Objective => Copy all of the material below line for line, with no changes.

Data for processing =>
★ ★ ★ ★ ★
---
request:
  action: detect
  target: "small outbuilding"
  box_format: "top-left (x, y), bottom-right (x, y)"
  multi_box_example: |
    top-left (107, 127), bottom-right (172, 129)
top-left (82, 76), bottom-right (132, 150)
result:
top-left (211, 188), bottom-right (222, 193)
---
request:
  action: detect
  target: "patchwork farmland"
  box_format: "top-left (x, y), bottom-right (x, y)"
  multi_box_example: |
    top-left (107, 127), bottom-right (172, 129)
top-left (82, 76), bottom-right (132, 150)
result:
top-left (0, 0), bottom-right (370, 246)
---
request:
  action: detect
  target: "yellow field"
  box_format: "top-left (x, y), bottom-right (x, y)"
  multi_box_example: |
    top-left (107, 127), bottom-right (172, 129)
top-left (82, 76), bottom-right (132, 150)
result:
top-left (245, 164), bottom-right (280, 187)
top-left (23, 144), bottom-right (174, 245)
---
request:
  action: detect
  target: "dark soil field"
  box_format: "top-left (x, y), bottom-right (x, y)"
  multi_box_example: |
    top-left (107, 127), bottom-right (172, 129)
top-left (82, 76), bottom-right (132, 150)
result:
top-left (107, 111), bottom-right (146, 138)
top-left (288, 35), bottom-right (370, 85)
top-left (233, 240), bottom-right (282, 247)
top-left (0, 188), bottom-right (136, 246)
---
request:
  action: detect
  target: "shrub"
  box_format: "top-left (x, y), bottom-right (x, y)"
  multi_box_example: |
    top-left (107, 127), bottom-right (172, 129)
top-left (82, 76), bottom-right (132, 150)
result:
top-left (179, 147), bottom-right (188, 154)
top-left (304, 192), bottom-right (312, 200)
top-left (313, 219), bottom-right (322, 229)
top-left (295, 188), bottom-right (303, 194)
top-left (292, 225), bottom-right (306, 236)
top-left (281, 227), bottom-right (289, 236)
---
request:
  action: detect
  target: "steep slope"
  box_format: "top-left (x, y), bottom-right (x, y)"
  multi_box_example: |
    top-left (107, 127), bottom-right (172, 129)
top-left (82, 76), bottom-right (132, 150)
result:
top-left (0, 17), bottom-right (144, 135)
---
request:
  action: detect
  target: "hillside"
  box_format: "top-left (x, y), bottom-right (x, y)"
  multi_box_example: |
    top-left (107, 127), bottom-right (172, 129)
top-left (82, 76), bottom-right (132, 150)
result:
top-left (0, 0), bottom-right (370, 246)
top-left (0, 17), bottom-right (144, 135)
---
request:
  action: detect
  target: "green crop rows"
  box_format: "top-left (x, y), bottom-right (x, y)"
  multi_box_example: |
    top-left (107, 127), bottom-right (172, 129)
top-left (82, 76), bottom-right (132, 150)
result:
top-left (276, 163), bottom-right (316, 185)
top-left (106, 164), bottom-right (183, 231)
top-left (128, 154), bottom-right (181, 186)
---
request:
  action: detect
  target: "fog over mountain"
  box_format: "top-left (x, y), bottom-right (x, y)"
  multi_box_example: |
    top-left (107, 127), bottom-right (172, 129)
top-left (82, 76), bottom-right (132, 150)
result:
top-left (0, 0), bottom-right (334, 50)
★ ★ ★ ★ ★
Response =>
---
request:
  action: detect
  target: "small outbuilding"
  box_format: "top-left (x, y), bottom-right (x, y)"
  multi_box_example: |
    top-left (107, 127), bottom-right (172, 129)
top-left (82, 76), bottom-right (132, 150)
result:
top-left (211, 188), bottom-right (222, 193)
---
request:
  action: detect
  target: "patchwork farmland"
  box_format: "top-left (x, y), bottom-right (x, y)"
  multi_box_example: |
    top-left (107, 127), bottom-right (172, 129)
top-left (82, 76), bottom-right (132, 150)
result:
top-left (0, 0), bottom-right (370, 246)
---
request:
  action: detect
  target: "yellow field"
  box_format: "top-left (x, y), bottom-right (x, y)"
  multi_box_example: |
    top-left (107, 127), bottom-right (172, 129)
top-left (82, 76), bottom-right (132, 150)
result:
top-left (245, 164), bottom-right (280, 187)
top-left (23, 144), bottom-right (174, 245)
---
request:
  action: detect
  target: "dark soil field"
  box_format: "top-left (x, y), bottom-right (x, y)"
  multi_box_example: |
    top-left (107, 127), bottom-right (172, 129)
top-left (82, 76), bottom-right (132, 150)
result:
top-left (107, 111), bottom-right (146, 138)
top-left (288, 35), bottom-right (370, 85)
top-left (233, 240), bottom-right (282, 247)
top-left (0, 188), bottom-right (136, 246)
---
request:
  action: detect
  target: "shrub"
  box_format: "top-left (x, y), bottom-right (x, y)"
  multi_box_example: |
    top-left (107, 127), bottom-right (172, 129)
top-left (82, 76), bottom-right (132, 150)
result:
top-left (179, 147), bottom-right (188, 154)
top-left (304, 192), bottom-right (312, 200)
top-left (313, 219), bottom-right (322, 229)
top-left (295, 188), bottom-right (303, 194)
top-left (292, 225), bottom-right (306, 236)
top-left (281, 227), bottom-right (289, 236)
---
request:
  action: detect
  target: "steep slope"
  box_format: "top-left (x, y), bottom-right (x, y)"
  multi_box_example: |
    top-left (107, 127), bottom-right (172, 129)
top-left (82, 76), bottom-right (132, 150)
result:
top-left (0, 17), bottom-right (144, 135)
---
request:
  action: detect
  target: "hillside"
  box_format: "top-left (x, y), bottom-right (x, y)"
  multi_box_example: |
    top-left (107, 127), bottom-right (172, 129)
top-left (82, 76), bottom-right (132, 150)
result:
top-left (0, 0), bottom-right (370, 246)
top-left (0, 17), bottom-right (144, 135)
---
request:
  action: detect
  target: "green crop rows"
  box_format: "top-left (x, y), bottom-right (x, y)"
  multi_box_example: |
    top-left (107, 127), bottom-right (172, 129)
top-left (82, 76), bottom-right (132, 150)
result:
top-left (276, 163), bottom-right (316, 185)
top-left (106, 164), bottom-right (183, 231)
top-left (128, 154), bottom-right (181, 186)
---
request:
  action: detect
  target: "fog over mountain"
  box_format: "top-left (x, y), bottom-right (x, y)"
  multi_box_example: |
    top-left (107, 127), bottom-right (172, 129)
top-left (82, 76), bottom-right (132, 150)
result:
top-left (0, 0), bottom-right (334, 50)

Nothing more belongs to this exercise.